■ **Work request**
Repeat exactly each line of the data provided below.

====

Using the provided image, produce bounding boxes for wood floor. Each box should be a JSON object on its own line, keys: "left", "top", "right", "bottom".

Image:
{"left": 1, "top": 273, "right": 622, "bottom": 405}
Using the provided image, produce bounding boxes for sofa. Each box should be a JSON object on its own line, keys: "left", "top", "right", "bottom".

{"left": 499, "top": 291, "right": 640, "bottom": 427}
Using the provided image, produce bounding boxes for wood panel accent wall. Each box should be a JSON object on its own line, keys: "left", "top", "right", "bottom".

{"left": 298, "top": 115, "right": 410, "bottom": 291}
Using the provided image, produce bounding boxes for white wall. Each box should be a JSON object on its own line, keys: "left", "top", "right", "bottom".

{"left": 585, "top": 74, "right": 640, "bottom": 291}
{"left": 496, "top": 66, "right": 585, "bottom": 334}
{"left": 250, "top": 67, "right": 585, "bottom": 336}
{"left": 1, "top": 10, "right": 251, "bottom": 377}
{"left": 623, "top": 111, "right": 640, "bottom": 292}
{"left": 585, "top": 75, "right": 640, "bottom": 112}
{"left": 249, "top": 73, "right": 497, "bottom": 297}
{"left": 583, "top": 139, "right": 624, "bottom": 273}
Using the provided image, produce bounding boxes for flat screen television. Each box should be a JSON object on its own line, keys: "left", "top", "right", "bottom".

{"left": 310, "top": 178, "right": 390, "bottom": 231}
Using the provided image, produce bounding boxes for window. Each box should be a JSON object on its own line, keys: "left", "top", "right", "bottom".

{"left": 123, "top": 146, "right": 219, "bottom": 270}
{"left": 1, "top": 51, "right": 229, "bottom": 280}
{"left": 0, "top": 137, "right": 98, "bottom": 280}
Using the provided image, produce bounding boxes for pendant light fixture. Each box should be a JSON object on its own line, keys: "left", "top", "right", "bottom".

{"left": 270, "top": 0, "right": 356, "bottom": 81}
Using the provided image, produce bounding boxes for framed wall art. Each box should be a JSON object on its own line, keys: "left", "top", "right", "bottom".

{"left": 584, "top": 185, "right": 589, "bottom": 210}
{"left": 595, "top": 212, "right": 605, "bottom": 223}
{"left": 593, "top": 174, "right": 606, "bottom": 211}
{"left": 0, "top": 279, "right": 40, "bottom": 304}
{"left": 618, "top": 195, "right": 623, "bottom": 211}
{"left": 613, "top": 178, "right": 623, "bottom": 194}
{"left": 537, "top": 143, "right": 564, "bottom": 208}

====

■ **Answer to the exercise**
Using the provided image, produce bounding boxes for wood floor. Each box should be a JSON object on its own line, keys: "left", "top", "right", "bottom".

Image:
{"left": 1, "top": 273, "right": 622, "bottom": 405}
Using the provided image, produce bounding boxes for sofa. Each box should be a JSON object on its own line, keys: "left", "top", "right", "bottom".

{"left": 499, "top": 291, "right": 640, "bottom": 427}
Using the provided image, produce bounding boxes for wood panel accent wall. Each box should be a JSON object on its own line, keys: "left", "top", "right", "bottom".

{"left": 298, "top": 115, "right": 410, "bottom": 291}
Using the provided image, produce bounding boxes for white wall. Each box should be a JSON object on its own line, keys: "left", "top", "right", "bottom".

{"left": 585, "top": 74, "right": 640, "bottom": 291}
{"left": 496, "top": 66, "right": 585, "bottom": 334}
{"left": 250, "top": 67, "right": 585, "bottom": 336}
{"left": 1, "top": 10, "right": 251, "bottom": 377}
{"left": 623, "top": 111, "right": 640, "bottom": 292}
{"left": 585, "top": 75, "right": 640, "bottom": 112}
{"left": 249, "top": 73, "right": 497, "bottom": 297}
{"left": 583, "top": 139, "right": 624, "bottom": 273}
Using the provided image, produce bounding boxes for flat screen television. Each box should be a JSON object on its own line, keys: "left", "top", "right", "bottom".

{"left": 310, "top": 178, "right": 390, "bottom": 231}
Using the provided image, produce bounding boxes for window. Each box should be a JSON object on its own line, keys: "left", "top", "right", "bottom".

{"left": 123, "top": 146, "right": 219, "bottom": 270}
{"left": 1, "top": 51, "right": 229, "bottom": 280}
{"left": 0, "top": 137, "right": 98, "bottom": 280}
Using the provided image, produce bounding boxes for pendant light fixture. Each box should be a JSON object on its own line, keys: "left", "top", "right", "bottom".

{"left": 270, "top": 0, "right": 356, "bottom": 81}
Using the provided image, produce bounding boxes for framed wall art. Each box should be a JSON object on its own line, keys: "left", "top", "right", "bottom".

{"left": 584, "top": 185, "right": 589, "bottom": 210}
{"left": 595, "top": 212, "right": 605, "bottom": 223}
{"left": 593, "top": 174, "right": 606, "bottom": 211}
{"left": 0, "top": 279, "right": 40, "bottom": 304}
{"left": 618, "top": 195, "right": 623, "bottom": 211}
{"left": 613, "top": 178, "right": 623, "bottom": 194}
{"left": 537, "top": 143, "right": 564, "bottom": 208}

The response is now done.